▸ **Excerpt to read**:
------------------------------

When it was time to go, I looked at the cake, now firmed up and looking better, and it occurred to me to slice it up and see how it looked. I got out a pretty cake stand, overlapping the wedges of cake on top, and it didn’t look half bad. The red swirls in the chocolate of the re-cycled icing were less evident with focus on the glistening dark cake. I couldn’t believe it when it was met with oohs and aahs as I uncovered it at church. I had already smoothed things out with my husband over my outburst, but now I was really ashamed as I remembered his crest-fallen look at my scolding. And over such a little thing, really.

During our round-table discussion at a kind of free-for-all where we were invited to ask questions prior to our lesson, our pastor’s wife brought up a question about our school supply giveaway we’d had during the summer. She had run into one of the volunteer beauticians who had helped with the free haircuts, and asked how she felt about the experience, remembering how she had built it up as such a rewarding thing to participate in such an event. The young woman told her she didn’t know if she would do it again, as she was turned off by the shabby treatment the hairdressers received from some of the recipients’ parents, and the sense of entitlement she noticed among them. Pastor’s wife wanted feedback from our workers of what they’d picked up, which was largely different from the haircutter’s report.

I thought about our motivation for doing things for others. Is it for self-gratification? If so, we are often disappointed. The Bible tells us that whatever we do, we are to do it as unto the Lord, Colossians 3:23. It is hard to expect nothing in return for our efforts, but even Jesus was, and still is, mostly rejected and unappreciated. Some day all of our works will be judged, and many will be burned up as worthless, depending upon whether they were built on the proper foundation, and perhaps, even on the motivation behind them. Food for thought.

Monday, November 8, 2010

ABC'S

Anne-Marie, who won’t be four for another week-and-a-half, is catching on fast. Our granddaughter is learning to spell. (As far as I know, she isn’t reading yet, although that may be another of her hidden talents.) Recently, her parents were discussing some family activities, and not wanting to involve her in the conversation, they used a technique common to parents--spelling key words. “Should we go I-C-E S-K-A-T-I-N-G?” Jamie said to Tammy. Anne-Marie piped up, “I wanna go ice-skating!” Her astounded parents tried again.“Or should we go see “B-E-A-U-T-Y AND THE B-E-A-S-T?” he asked. His daughter jumped up and down and shouted,“Beauty and the Beast!”

------------------------------

▸ **Extracted information**:
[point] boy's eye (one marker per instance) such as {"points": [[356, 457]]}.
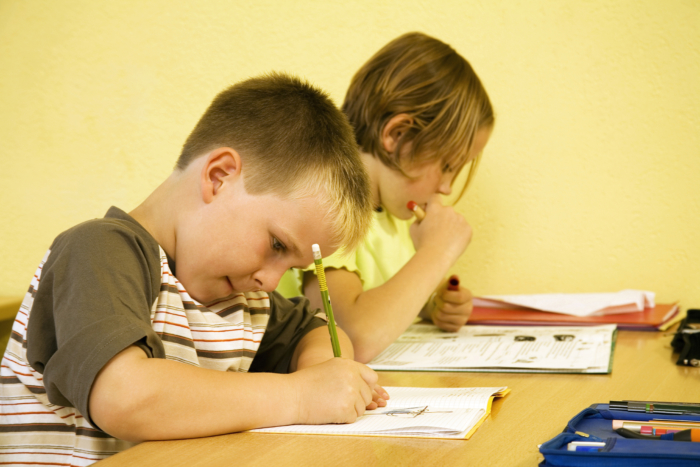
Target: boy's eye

------------------------------

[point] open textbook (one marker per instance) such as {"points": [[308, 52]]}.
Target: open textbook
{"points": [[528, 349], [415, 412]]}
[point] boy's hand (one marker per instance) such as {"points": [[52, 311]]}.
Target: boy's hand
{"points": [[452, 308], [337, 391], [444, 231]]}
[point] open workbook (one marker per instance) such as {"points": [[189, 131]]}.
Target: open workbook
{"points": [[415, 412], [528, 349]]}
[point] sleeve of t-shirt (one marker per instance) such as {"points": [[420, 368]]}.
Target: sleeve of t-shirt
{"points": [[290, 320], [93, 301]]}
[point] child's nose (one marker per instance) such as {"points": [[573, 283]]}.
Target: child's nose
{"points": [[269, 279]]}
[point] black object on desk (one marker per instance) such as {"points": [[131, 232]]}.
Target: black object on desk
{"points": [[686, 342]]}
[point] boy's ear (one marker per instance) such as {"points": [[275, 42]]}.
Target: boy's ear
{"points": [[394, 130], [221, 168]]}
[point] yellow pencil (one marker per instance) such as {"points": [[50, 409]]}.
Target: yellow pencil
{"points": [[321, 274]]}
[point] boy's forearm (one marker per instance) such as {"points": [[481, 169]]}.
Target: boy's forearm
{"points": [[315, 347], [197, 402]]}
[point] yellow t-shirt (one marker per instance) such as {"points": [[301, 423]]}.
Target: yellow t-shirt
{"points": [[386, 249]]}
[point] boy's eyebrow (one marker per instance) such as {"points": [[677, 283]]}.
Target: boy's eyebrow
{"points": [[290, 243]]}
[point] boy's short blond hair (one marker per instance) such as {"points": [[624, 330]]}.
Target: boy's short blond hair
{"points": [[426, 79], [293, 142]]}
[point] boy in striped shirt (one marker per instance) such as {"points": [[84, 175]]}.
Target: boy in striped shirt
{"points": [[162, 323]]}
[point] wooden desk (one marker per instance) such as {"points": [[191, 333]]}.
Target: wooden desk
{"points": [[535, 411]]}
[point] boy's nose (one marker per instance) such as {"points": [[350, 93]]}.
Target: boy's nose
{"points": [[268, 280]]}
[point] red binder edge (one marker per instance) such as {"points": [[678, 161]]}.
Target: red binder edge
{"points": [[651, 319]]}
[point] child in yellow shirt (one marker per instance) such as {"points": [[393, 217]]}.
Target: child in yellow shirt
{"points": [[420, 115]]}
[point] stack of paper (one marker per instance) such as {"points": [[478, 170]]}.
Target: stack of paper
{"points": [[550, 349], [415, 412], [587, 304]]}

------------------------------

▸ **What to work on**:
**1)** According to the blog excerpt, which Bible verse says that whatever we do, we are to do it as unto the Lord?
**2)** Reproduce the passage of the blog excerpt that runs from "During our round-table" up to and including "the haircutter’s report.".

▸ **Solved tasks**:
**1)** Colossians 3:23

**2)**
During our round-table discussion at a kind of free-for-all where we were invited to ask questions prior to our lesson, our pastor’s wife brought up a question about our school supply giveaway we’d had during the summer. She had run into one of the volunteer beauticians who had helped with the free haircuts, and asked how she felt about the experience, remembering how she had built it up as such a rewarding thing to participate in such an event. The young woman told her she didn’t know if she would do it again, as she was turned off by the shabby treatment the hairdressers received from some of the recipients’ parents, and the sense of entitlement she noticed among them. Pastor’s wife wanted feedback from our workers of what they’d picked up, which was largely different from the haircutter’s report.